* _Given exercise A_: In the baseball player-evaluation comments, for about how many years does expansion raise the league top-10 OPS+ and ERA+ figures before they return to their previous levels?

* _Excerpted passage_:
I couldn't agree more. One of my biggest problems with previously existing player evaluation systems is that they don't appropriately account for expansion. It dilutes the league and brings down the average and replacement levels against which players are judged. Expansion is largely responsible for the fact that most systems have disproportionate numbers of players who peaked in the 60s/early 70s and 90s/early 00s toward the top of the rankings, with far lower representation from the mid 70s through the 80s. I've only worked with OPS+ and ERA+ data on this issue, but my research has shown that expansion causes a bump in both of these statistics in terms of the league top 10s for about 5 years before returning to their previous levels. What some may find counterintuitive is that OPS+ and ERA+ always move in tandem at the highest levels, rather than the league-leading hitters improving at the expense of the pitchers or vice versa. The top values appear to be much more influenced by changes in the average level, chiefly through expansion, than by changes in the players occupying the top spots on the leaderboard. I'm interested to see how the player rankings differ from other evaluation systems by incorporating this factor into the model.
I am always stupid in these conversations, so feel free to point out why :)
Bob Dernier Cri, you are right that expansion lowers the absolute empirical replacement level relative to average (and in early versions of this system, guys from the 8-team leagues came out poorly since replacement was so close to average). But my approach here is to first standardize all the wins-above/below-average scores for every player to the projected standard deviation of the league, puttinh all seasons (regardless of expansion, league size, and every other factor under the sun) on an equal footing. THEN I look at the worst three regulars and calculate replacement level. So replacement level is really tied to a z-score--say, 2 standard deviations below the mean (I have no idea what the real number is)--rather than an absolute figure.

* _Data shown_:
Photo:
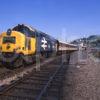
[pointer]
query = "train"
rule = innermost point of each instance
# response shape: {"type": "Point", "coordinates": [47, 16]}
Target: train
{"type": "Point", "coordinates": [22, 43]}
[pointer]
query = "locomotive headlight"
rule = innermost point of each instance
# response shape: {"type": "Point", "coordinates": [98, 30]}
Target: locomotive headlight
{"type": "Point", "coordinates": [9, 32]}
{"type": "Point", "coordinates": [0, 47]}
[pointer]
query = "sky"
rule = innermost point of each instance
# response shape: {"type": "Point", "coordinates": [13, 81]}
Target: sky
{"type": "Point", "coordinates": [70, 19]}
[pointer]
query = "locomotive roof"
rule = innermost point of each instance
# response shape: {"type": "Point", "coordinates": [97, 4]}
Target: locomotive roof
{"type": "Point", "coordinates": [32, 31]}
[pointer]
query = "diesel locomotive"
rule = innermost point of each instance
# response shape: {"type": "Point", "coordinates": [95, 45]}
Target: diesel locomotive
{"type": "Point", "coordinates": [22, 43]}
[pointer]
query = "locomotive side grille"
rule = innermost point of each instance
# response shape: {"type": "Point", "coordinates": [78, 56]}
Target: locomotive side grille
{"type": "Point", "coordinates": [8, 55]}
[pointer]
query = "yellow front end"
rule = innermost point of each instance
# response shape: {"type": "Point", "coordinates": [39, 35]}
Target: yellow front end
{"type": "Point", "coordinates": [17, 42]}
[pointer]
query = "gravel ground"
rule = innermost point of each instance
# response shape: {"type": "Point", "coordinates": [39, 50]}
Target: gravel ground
{"type": "Point", "coordinates": [82, 80]}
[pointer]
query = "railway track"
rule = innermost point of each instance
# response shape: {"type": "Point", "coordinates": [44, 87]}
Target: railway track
{"type": "Point", "coordinates": [45, 84]}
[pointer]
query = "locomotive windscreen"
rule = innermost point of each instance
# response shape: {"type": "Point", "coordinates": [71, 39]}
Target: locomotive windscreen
{"type": "Point", "coordinates": [25, 30]}
{"type": "Point", "coordinates": [9, 40]}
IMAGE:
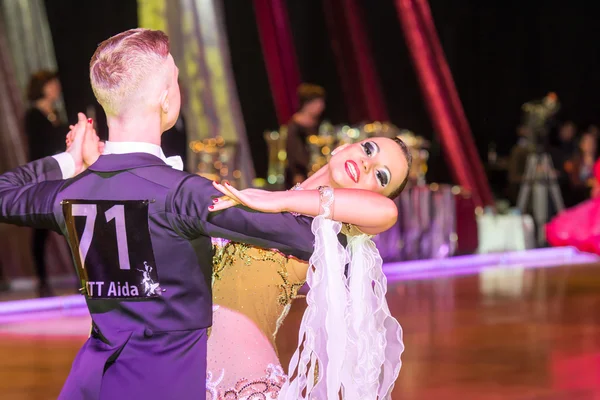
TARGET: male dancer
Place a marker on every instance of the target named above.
(139, 231)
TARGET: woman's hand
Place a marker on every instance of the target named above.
(259, 200)
(92, 146)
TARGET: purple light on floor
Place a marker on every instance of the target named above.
(558, 255)
(403, 276)
(410, 270)
(41, 315)
(43, 304)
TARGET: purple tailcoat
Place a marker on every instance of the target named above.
(152, 348)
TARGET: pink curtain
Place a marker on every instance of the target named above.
(354, 61)
(279, 54)
(442, 99)
(15, 257)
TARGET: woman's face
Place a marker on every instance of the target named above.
(376, 164)
(52, 90)
(588, 143)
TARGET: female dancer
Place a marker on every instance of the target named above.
(253, 288)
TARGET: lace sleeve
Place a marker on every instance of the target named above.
(348, 341)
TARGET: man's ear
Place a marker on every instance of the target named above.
(164, 101)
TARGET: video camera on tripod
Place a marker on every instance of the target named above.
(539, 181)
(537, 116)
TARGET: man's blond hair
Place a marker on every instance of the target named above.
(122, 65)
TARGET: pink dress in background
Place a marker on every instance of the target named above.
(579, 226)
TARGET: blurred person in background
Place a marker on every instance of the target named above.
(303, 124)
(580, 169)
(174, 142)
(46, 137)
(518, 161)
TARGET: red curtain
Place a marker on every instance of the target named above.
(442, 99)
(279, 54)
(354, 61)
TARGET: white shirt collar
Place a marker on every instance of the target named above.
(141, 147)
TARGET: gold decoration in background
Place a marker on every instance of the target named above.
(215, 160)
(277, 156)
(151, 14)
(210, 101)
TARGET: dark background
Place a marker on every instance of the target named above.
(501, 53)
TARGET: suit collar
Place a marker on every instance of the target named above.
(121, 162)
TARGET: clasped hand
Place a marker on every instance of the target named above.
(256, 199)
(83, 143)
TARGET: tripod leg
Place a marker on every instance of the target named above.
(528, 179)
(553, 184)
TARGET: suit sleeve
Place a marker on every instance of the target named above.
(283, 231)
(28, 193)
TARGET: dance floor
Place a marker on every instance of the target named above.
(523, 326)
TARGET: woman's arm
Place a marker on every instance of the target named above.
(370, 212)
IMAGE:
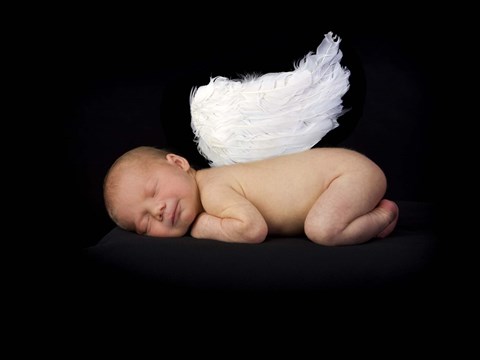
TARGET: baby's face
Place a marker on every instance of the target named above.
(161, 201)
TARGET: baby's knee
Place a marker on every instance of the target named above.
(323, 235)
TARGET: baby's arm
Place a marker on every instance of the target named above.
(235, 219)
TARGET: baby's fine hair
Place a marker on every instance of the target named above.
(137, 157)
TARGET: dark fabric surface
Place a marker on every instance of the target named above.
(406, 259)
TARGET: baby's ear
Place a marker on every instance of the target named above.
(178, 160)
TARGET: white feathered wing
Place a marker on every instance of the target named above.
(263, 116)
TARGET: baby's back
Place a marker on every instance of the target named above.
(285, 188)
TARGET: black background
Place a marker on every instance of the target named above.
(124, 80)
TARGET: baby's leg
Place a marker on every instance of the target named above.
(351, 210)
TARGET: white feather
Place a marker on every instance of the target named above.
(263, 116)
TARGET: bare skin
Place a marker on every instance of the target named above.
(334, 196)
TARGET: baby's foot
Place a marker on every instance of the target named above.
(391, 208)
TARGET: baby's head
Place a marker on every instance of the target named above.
(152, 192)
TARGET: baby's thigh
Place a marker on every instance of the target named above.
(348, 196)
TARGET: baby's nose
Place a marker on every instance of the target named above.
(159, 211)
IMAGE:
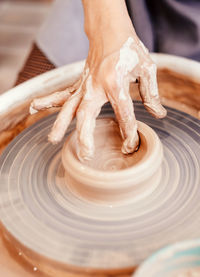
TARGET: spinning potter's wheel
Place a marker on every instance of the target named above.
(38, 210)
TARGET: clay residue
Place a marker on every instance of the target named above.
(108, 143)
(176, 90)
(192, 272)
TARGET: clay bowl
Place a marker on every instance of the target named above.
(111, 177)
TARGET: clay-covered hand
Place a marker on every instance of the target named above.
(106, 77)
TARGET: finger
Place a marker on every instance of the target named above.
(123, 106)
(149, 92)
(86, 115)
(56, 99)
(65, 117)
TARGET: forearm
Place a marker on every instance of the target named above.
(105, 16)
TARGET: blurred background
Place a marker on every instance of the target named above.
(19, 22)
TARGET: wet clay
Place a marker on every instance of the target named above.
(108, 142)
(192, 272)
(111, 177)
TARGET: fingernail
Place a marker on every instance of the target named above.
(156, 109)
(32, 110)
(130, 145)
(53, 138)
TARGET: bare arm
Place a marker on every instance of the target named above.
(116, 57)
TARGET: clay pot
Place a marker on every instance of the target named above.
(111, 177)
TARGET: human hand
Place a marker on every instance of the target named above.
(106, 77)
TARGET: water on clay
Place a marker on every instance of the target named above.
(108, 142)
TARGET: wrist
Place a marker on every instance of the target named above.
(103, 17)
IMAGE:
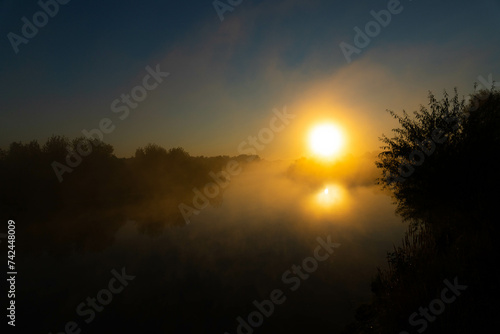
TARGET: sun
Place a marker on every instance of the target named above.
(326, 140)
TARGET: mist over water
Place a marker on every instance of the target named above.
(202, 276)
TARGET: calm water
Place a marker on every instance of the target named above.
(201, 277)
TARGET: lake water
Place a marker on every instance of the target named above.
(201, 277)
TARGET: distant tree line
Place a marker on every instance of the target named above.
(98, 196)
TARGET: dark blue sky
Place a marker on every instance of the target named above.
(226, 77)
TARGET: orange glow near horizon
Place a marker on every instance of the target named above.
(326, 140)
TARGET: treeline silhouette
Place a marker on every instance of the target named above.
(101, 193)
(441, 168)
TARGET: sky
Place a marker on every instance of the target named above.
(225, 77)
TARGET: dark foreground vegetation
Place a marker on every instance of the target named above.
(87, 201)
(441, 166)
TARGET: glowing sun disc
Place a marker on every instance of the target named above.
(326, 140)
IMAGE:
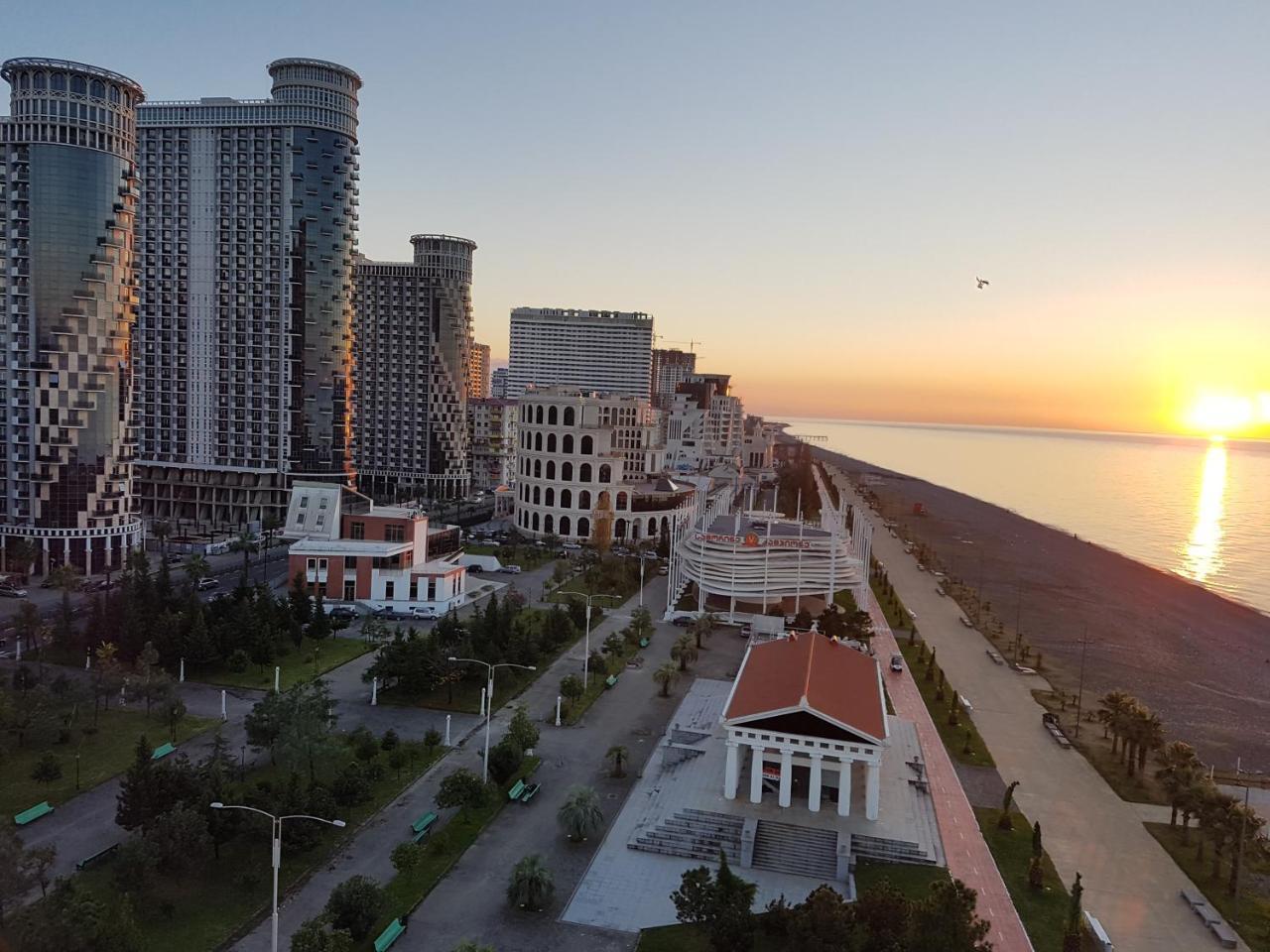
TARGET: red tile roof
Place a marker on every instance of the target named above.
(811, 671)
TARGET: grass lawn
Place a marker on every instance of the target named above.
(102, 754)
(220, 898)
(1254, 902)
(444, 848)
(913, 881)
(296, 666)
(1044, 911)
(970, 751)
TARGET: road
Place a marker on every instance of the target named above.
(1130, 884)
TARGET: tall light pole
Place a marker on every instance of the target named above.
(585, 657)
(276, 830)
(489, 694)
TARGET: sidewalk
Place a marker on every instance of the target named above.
(1130, 883)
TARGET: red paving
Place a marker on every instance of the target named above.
(968, 856)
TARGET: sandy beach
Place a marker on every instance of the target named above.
(1201, 660)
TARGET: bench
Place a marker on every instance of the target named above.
(389, 936)
(99, 855)
(421, 826)
(32, 814)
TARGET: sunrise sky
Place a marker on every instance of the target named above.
(811, 189)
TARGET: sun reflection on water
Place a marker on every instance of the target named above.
(1203, 555)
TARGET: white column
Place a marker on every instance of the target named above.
(813, 792)
(756, 775)
(844, 788)
(873, 778)
(730, 771)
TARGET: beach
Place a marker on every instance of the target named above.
(1196, 657)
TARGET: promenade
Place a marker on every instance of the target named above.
(1130, 884)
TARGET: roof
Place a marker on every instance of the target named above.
(811, 673)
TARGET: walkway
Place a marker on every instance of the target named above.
(1130, 883)
(968, 856)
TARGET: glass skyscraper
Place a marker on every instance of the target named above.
(68, 193)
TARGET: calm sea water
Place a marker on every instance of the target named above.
(1194, 508)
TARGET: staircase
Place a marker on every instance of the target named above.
(802, 851)
(695, 834)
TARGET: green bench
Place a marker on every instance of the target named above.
(99, 855)
(389, 936)
(421, 826)
(32, 814)
(162, 752)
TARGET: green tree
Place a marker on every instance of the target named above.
(580, 815)
(354, 905)
(531, 885)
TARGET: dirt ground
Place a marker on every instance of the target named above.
(1201, 660)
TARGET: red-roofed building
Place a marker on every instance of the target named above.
(810, 708)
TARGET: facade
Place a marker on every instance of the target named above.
(68, 193)
(350, 549)
(492, 435)
(589, 466)
(607, 352)
(477, 372)
(246, 236)
(413, 370)
(671, 368)
(810, 710)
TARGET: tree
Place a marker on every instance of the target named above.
(580, 815)
(617, 754)
(354, 905)
(461, 787)
(666, 675)
(685, 652)
(531, 885)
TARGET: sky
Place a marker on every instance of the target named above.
(810, 190)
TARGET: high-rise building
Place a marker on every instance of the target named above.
(246, 238)
(608, 352)
(670, 370)
(498, 384)
(477, 372)
(414, 326)
(68, 191)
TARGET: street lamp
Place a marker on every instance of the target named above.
(585, 657)
(276, 829)
(489, 694)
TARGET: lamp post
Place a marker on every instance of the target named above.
(585, 657)
(276, 830)
(489, 696)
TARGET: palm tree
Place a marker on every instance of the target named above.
(685, 652)
(580, 815)
(666, 675)
(531, 885)
(619, 756)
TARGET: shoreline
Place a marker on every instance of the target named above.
(1199, 658)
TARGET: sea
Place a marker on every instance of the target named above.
(1197, 508)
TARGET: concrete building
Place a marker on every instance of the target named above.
(413, 361)
(590, 466)
(350, 549)
(492, 435)
(671, 368)
(607, 352)
(477, 372)
(246, 235)
(68, 191)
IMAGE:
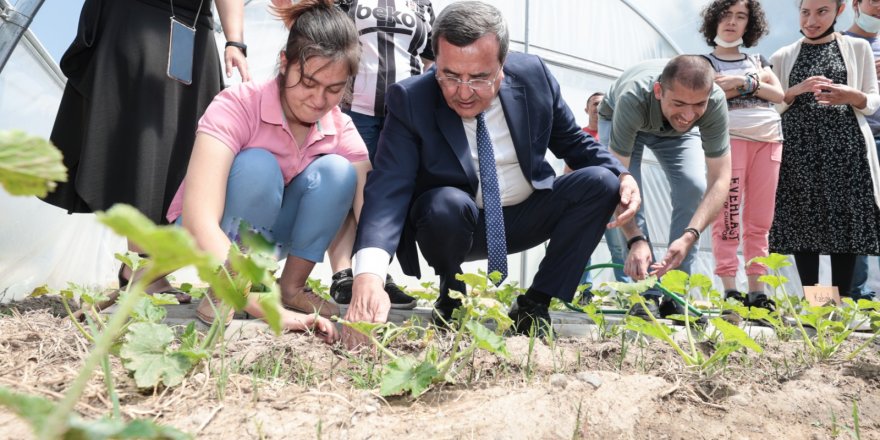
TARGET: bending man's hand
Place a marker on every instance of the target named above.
(678, 250)
(235, 58)
(369, 303)
(630, 200)
(638, 260)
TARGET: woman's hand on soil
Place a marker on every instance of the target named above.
(369, 303)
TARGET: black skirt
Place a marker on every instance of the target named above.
(127, 130)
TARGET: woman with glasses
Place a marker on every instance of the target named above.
(828, 194)
(755, 142)
(281, 158)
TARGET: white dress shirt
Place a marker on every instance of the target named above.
(512, 184)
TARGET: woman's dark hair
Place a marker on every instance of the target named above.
(755, 29)
(318, 28)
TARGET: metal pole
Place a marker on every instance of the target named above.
(523, 259)
(526, 39)
(14, 21)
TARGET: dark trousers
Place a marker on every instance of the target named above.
(450, 229)
(842, 266)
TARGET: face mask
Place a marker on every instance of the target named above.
(868, 23)
(827, 32)
(737, 43)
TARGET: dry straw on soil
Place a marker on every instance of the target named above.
(294, 387)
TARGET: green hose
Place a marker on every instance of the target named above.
(675, 297)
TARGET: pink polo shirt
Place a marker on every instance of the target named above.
(249, 115)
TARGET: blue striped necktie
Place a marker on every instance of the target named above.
(496, 242)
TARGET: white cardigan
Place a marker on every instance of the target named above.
(860, 74)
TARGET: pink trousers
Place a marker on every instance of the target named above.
(748, 210)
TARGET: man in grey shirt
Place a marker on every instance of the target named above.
(675, 109)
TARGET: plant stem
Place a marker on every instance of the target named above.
(75, 321)
(111, 390)
(866, 344)
(446, 365)
(56, 422)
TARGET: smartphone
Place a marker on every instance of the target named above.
(180, 52)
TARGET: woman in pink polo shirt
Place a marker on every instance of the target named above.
(281, 157)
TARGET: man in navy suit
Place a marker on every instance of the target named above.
(425, 187)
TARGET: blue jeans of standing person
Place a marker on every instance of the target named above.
(369, 128)
(860, 272)
(302, 217)
(683, 162)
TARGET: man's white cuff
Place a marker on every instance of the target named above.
(372, 260)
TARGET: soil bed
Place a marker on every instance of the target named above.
(295, 387)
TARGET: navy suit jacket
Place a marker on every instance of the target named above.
(423, 146)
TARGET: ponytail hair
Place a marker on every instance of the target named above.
(318, 28)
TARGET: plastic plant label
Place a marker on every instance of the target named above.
(819, 295)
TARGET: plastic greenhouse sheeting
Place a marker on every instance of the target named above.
(41, 244)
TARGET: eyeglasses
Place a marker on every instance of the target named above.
(477, 85)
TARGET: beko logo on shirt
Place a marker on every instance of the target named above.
(399, 17)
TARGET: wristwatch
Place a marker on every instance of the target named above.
(241, 46)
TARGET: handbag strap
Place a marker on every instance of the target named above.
(198, 11)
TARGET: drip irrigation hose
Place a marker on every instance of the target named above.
(675, 297)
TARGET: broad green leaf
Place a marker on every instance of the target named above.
(170, 247)
(132, 260)
(735, 334)
(29, 165)
(476, 282)
(675, 281)
(33, 409)
(657, 331)
(866, 304)
(454, 294)
(486, 339)
(407, 374)
(231, 290)
(422, 294)
(773, 261)
(631, 288)
(366, 328)
(163, 299)
(146, 353)
(495, 277)
(701, 282)
(40, 291)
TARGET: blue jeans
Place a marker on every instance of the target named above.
(684, 164)
(369, 128)
(860, 272)
(301, 218)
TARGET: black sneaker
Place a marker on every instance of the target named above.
(399, 298)
(340, 287)
(527, 314)
(442, 315)
(340, 291)
(728, 314)
(639, 310)
(759, 299)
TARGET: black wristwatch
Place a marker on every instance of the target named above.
(635, 239)
(241, 46)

* _Given exercise B_: Arrange the rows from the line with "TARGET: facade" to the line with "(1199, 658)" as a two-column CSV with the headers request and markers. Use one line per row, with the row's wording in one quoted field and its answer in the other, and replace line breaks with spaces.

* _Finished answer A_: About 5 years.

* _Finished answer B_:
request,markers
"TARGET: facade Place a marker on every instance of the target named above.","(68, 193) (350, 549) (492, 435) (589, 466) (607, 352) (477, 372) (246, 236) (413, 370) (671, 368) (810, 710)"
"TARGET: tree Place a marker on every instance of the target named above.","(580, 815) (617, 754) (354, 905) (461, 787) (666, 675) (685, 652) (531, 885)"
"TARGET: sky Place a marker on every instance of the target named above.","(810, 190)"
"TARGET: high-rise building Place a marker on every instance of the target named above.","(246, 238) (608, 352) (670, 370) (498, 384) (477, 372) (414, 326) (68, 191)"
"TARGET: street lamp Place a marker on every instance of the target named above.","(585, 657) (276, 829) (489, 694)"
"TARGET: lamp post Place a marker on every instance of the target named above.","(585, 657) (276, 830) (489, 696)"
"TARGET: palm tree Place a marker on every instance of the target named above.","(685, 652) (580, 815) (666, 675) (531, 885) (619, 756)"
"TARGET: shoreline Place a marker on every instance of the target named above.","(1199, 658)"